Black Friday - Starter plan for $1

Redeem

Dust adds multilingual voice to AI-driven enterprise workflows using ElevenLabs

Expanding access and productivity with voice-first AI

Dust logo

Dust, the operating system for AI-native enterprises, now includes multilingual voice input and output - powered by ElevenLabs. Designed to integrate models into everyday work, Dust needed voice capabilities that could operate across languages, devices, and contexts with low latency and high realism.

This wasn’t exploratory. Voice became a product priority after repeated customer requests. The result: a system that supports hands-free agent interaction during commutes, multilingual collaboration across global teams, and professional audio outputs for asynchronous workflows.

Extracted data:
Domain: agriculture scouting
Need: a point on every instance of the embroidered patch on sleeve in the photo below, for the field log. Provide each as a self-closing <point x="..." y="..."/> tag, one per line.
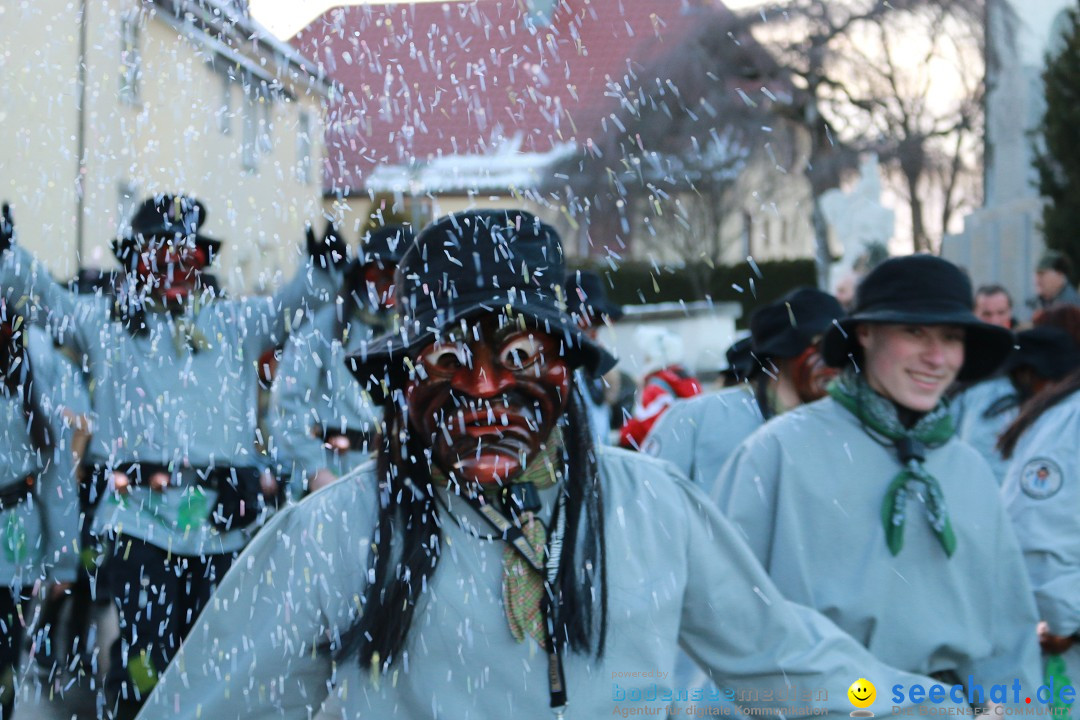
<point x="1041" y="478"/>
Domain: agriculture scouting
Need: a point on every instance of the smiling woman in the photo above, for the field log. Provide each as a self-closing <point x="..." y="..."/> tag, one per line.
<point x="873" y="473"/>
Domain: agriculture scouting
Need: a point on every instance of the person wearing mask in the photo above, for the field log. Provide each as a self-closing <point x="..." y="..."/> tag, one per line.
<point x="490" y="561"/>
<point x="172" y="371"/>
<point x="39" y="516"/>
<point x="698" y="435"/>
<point x="867" y="507"/>
<point x="1039" y="496"/>
<point x="323" y="424"/>
<point x="985" y="409"/>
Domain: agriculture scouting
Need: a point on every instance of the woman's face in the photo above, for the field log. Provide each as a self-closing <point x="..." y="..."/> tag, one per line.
<point x="912" y="365"/>
<point x="489" y="398"/>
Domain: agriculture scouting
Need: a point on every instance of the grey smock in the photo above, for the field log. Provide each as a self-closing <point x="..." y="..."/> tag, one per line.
<point x="677" y="575"/>
<point x="39" y="537"/>
<point x="179" y="407"/>
<point x="982" y="413"/>
<point x="1041" y="493"/>
<point x="699" y="434"/>
<point x="806" y="492"/>
<point x="314" y="391"/>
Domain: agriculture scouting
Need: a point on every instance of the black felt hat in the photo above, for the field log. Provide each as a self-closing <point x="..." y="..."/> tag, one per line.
<point x="786" y="327"/>
<point x="171" y="218"/>
<point x="740" y="357"/>
<point x="921" y="289"/>
<point x="585" y="293"/>
<point x="472" y="263"/>
<point x="1048" y="350"/>
<point x="386" y="245"/>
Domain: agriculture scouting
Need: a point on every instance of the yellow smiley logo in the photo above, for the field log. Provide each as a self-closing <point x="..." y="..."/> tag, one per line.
<point x="862" y="693"/>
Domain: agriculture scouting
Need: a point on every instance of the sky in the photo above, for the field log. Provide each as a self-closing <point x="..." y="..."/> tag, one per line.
<point x="286" y="17"/>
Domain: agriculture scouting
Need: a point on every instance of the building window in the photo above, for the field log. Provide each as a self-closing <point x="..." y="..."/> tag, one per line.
<point x="304" y="149"/>
<point x="125" y="203"/>
<point x="131" y="59"/>
<point x="225" y="111"/>
<point x="265" y="123"/>
<point x="747" y="234"/>
<point x="251" y="152"/>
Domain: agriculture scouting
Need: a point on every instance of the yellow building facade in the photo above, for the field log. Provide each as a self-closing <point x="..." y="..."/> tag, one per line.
<point x="105" y="103"/>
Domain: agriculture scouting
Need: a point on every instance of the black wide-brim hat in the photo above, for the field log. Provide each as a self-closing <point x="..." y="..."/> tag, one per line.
<point x="171" y="218"/>
<point x="1050" y="351"/>
<point x="472" y="263"/>
<point x="920" y="289"/>
<point x="786" y="327"/>
<point x="585" y="291"/>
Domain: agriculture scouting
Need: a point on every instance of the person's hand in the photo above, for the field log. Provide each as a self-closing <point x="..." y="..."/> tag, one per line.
<point x="320" y="479"/>
<point x="331" y="252"/>
<point x="7" y="228"/>
<point x="1053" y="644"/>
<point x="122" y="485"/>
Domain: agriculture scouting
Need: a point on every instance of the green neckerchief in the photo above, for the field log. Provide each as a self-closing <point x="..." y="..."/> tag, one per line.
<point x="523" y="586"/>
<point x="186" y="334"/>
<point x="933" y="430"/>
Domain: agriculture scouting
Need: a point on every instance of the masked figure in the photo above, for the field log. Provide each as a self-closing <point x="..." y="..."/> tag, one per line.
<point x="172" y="370"/>
<point x="786" y="370"/>
<point x="490" y="561"/>
<point x="324" y="423"/>
<point x="38" y="496"/>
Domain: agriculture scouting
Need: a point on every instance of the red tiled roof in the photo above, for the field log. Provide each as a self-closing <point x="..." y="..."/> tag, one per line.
<point x="429" y="80"/>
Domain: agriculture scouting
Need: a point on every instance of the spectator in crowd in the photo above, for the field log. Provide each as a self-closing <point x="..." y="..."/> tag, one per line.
<point x="994" y="306"/>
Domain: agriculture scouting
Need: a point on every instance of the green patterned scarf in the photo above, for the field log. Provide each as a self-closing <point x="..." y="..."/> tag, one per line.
<point x="523" y="588"/>
<point x="933" y="430"/>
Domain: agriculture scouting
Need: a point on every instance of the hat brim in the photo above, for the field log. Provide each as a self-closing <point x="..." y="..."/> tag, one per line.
<point x="986" y="347"/>
<point x="387" y="358"/>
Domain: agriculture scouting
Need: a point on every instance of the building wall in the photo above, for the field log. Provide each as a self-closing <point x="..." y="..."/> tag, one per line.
<point x="1001" y="242"/>
<point x="163" y="134"/>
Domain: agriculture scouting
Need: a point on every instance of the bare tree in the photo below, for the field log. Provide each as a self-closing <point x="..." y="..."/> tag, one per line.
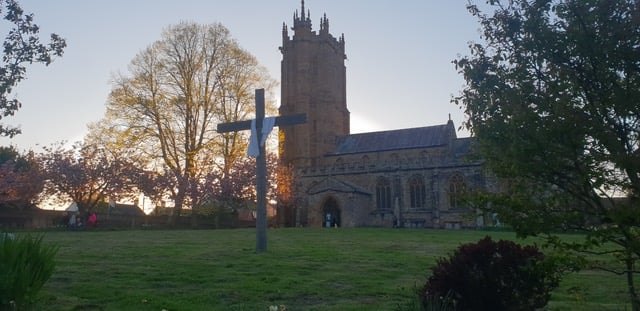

Exercise set:
A – Rewrite the paragraph beginning "This wasn’t exploratory" from the page on Dust's voice features as a short bulleted list that keeps its main facts.
B – Carry the page on Dust's voice features forward with the next paragraph, starting right after its final sentence.

Answers in order:
A –
- Voice was a deliberate product priority, adopted after repeated customer requests.
- The resulting system supports hands-free agent interaction during commutes.
- It enables multilingual collaboration across global teams.
- It provides professional audio outputs for asynchronous workflows.

B –
Why voice matters in the enterprise

Dust identified four critical requirements for voice in a work context:

  • Natural quality that holds up to scrutiny: Voice output must sound professional and human - suitable for sharing in client emails, podcasts, or product demos.
  • Multilingual by default: Teams operate across global offices and languages. Switching between French, English, and German within a single session shouldn’t be an edge case.
  • Low latency: For both input and output, response speed must match the pace of thought and conversation.
  • Enterprise-grade data handling: No data retention, region-based routing, and compliance with SOC2 and GDPR were non-negotiable.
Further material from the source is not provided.